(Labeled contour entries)
========================================
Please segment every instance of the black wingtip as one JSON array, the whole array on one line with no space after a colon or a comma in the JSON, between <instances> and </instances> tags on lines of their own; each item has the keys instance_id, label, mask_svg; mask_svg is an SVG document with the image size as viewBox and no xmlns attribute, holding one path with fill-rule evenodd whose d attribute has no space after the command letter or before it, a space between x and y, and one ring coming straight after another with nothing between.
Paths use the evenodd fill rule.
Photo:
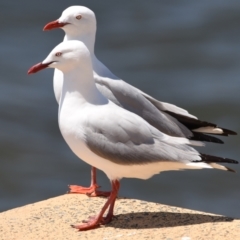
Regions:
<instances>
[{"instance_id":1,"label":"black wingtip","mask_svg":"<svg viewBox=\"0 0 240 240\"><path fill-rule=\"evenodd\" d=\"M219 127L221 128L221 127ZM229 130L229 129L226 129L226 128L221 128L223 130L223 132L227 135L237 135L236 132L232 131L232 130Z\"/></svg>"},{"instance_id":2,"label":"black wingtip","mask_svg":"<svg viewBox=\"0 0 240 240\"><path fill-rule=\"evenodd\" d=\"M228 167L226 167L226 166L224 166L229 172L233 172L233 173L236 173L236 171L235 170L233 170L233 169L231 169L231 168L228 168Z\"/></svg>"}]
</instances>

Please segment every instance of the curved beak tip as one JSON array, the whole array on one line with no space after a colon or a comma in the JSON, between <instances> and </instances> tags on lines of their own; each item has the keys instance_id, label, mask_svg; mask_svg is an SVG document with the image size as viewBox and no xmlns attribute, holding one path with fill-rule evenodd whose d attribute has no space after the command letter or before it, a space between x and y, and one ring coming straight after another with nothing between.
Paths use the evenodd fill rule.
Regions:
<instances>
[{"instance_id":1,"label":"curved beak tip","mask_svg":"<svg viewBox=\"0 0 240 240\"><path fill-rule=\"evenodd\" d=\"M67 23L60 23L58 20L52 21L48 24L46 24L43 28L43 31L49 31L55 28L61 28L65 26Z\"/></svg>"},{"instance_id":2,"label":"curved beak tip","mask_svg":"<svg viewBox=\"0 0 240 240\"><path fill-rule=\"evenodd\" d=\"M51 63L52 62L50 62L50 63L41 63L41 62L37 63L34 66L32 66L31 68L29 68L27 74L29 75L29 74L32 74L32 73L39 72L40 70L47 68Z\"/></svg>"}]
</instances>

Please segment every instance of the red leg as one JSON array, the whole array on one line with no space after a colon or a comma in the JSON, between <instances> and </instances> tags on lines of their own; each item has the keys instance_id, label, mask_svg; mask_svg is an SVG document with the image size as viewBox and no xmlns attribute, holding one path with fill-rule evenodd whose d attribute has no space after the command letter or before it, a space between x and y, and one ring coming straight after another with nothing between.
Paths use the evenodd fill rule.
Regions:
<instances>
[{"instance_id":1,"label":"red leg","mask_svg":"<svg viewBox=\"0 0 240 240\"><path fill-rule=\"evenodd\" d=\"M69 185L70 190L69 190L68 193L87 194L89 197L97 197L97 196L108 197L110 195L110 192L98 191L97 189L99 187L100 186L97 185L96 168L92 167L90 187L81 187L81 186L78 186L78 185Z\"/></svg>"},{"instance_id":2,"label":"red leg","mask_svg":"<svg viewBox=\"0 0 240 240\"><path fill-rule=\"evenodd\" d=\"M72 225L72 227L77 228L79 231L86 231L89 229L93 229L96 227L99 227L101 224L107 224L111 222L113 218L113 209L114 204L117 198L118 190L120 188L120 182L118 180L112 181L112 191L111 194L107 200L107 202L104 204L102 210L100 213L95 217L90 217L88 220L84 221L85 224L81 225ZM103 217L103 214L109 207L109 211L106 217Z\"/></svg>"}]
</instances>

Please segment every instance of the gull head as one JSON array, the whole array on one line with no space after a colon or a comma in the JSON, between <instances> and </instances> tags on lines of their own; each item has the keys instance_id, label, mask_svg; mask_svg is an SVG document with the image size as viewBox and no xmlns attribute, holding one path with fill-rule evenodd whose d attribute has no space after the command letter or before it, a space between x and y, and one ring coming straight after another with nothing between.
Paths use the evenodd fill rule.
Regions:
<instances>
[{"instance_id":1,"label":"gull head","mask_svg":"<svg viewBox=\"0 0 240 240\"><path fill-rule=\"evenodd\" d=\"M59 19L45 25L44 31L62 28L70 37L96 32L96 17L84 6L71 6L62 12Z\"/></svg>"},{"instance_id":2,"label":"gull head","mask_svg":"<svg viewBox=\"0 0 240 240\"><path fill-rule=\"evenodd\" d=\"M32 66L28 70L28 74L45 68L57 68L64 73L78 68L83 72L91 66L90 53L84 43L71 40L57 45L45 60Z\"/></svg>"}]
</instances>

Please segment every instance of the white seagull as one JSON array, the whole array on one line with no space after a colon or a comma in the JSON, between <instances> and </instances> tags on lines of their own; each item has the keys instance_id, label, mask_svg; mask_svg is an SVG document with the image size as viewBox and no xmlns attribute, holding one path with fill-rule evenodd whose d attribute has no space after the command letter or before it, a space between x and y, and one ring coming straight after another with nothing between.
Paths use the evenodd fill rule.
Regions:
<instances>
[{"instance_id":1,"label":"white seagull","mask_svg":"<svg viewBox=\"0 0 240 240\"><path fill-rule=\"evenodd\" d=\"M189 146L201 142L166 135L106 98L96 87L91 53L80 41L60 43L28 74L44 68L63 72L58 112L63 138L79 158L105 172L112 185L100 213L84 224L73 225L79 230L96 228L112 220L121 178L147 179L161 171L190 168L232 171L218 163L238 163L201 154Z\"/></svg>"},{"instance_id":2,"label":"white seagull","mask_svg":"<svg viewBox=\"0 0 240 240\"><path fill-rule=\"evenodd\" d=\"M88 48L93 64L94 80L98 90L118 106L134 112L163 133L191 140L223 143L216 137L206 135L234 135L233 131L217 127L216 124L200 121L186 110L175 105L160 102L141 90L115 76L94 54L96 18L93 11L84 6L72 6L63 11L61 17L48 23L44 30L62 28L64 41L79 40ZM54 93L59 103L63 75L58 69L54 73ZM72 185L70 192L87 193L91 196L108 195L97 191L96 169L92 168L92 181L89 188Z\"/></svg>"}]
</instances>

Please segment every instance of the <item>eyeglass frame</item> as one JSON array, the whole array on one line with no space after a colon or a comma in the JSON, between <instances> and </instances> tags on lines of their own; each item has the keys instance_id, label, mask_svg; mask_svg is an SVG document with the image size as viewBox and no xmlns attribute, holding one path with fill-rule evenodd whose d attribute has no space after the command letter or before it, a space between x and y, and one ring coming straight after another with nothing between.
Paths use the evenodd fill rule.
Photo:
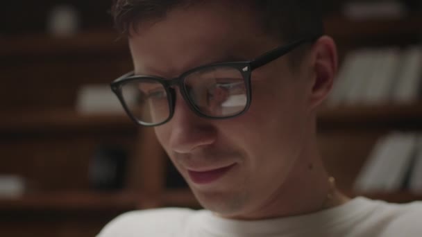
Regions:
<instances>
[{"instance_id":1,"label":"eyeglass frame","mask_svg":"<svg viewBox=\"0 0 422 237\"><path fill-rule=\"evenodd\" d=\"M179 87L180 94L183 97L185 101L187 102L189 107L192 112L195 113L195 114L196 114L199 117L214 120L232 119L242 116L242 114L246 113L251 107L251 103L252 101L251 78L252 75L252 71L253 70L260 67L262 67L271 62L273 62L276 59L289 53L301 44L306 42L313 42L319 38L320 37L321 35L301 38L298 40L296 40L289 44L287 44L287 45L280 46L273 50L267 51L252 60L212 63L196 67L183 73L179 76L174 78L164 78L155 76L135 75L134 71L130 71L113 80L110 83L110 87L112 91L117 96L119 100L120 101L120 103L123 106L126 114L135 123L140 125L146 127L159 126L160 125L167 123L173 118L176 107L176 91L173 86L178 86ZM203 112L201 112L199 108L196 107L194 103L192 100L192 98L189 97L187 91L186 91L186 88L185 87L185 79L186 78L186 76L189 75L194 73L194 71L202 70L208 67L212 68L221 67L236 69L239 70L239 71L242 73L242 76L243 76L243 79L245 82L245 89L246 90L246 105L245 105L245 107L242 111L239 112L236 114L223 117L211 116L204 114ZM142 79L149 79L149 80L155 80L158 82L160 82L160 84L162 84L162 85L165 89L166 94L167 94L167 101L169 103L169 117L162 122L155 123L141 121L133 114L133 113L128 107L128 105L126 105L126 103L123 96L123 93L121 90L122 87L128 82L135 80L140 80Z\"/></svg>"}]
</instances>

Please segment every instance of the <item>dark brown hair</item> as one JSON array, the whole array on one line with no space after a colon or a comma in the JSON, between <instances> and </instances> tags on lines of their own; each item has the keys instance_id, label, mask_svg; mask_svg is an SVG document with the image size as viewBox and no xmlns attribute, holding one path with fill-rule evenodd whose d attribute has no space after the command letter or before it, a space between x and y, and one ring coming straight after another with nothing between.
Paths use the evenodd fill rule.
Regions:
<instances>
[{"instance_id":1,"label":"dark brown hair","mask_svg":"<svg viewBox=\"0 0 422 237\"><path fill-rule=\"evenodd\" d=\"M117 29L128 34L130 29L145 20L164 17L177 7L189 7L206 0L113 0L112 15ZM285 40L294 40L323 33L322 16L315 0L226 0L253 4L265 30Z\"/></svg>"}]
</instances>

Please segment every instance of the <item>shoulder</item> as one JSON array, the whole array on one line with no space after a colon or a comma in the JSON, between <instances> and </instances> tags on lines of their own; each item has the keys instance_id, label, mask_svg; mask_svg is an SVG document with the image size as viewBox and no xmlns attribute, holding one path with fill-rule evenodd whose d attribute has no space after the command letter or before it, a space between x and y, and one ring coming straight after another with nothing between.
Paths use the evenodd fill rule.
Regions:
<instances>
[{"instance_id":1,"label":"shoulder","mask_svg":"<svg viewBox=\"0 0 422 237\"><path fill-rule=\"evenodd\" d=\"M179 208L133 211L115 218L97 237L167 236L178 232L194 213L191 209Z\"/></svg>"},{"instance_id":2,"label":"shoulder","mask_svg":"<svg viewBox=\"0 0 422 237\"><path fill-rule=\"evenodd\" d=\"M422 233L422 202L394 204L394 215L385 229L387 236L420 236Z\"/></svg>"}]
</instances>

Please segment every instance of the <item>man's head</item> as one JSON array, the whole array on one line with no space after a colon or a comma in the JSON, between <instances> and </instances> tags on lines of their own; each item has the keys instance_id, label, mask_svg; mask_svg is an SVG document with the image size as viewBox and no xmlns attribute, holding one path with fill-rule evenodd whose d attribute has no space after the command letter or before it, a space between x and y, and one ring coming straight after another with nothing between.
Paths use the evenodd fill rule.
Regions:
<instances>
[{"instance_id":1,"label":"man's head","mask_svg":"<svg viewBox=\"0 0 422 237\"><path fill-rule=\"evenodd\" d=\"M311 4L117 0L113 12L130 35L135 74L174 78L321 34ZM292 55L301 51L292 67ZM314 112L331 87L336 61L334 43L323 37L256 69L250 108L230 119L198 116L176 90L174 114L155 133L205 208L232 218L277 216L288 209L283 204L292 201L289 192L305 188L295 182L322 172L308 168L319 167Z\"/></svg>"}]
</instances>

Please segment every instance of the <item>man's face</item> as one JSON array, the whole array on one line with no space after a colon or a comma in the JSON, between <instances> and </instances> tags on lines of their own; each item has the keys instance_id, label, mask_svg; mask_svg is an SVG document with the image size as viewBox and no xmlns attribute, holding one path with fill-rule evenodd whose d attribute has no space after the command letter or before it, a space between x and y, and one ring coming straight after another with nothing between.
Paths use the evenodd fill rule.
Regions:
========================================
SET EXERCISE »
Copy out the data word for word, from the line containing "Please segment every instance of the <item>man's face</item>" down to the end of the data.

RESULT OF THIS TASK »
Please segment every instance of the <item>man's face</item> as one JSON array, the whole array on one line with no space after a colon or a comma in the JSON, between <instances> and </instances> tags on lines of their own; each item has the keys instance_id, label, mask_svg; mask_svg is an SVG document with the image size as viewBox and no xmlns attribute, holding one path with fill-rule evenodd whose d attribute has no space after the command letter or before it, a space between x and y, and one ring coming straight after another with nothing between.
Paths use the evenodd fill rule.
Regions:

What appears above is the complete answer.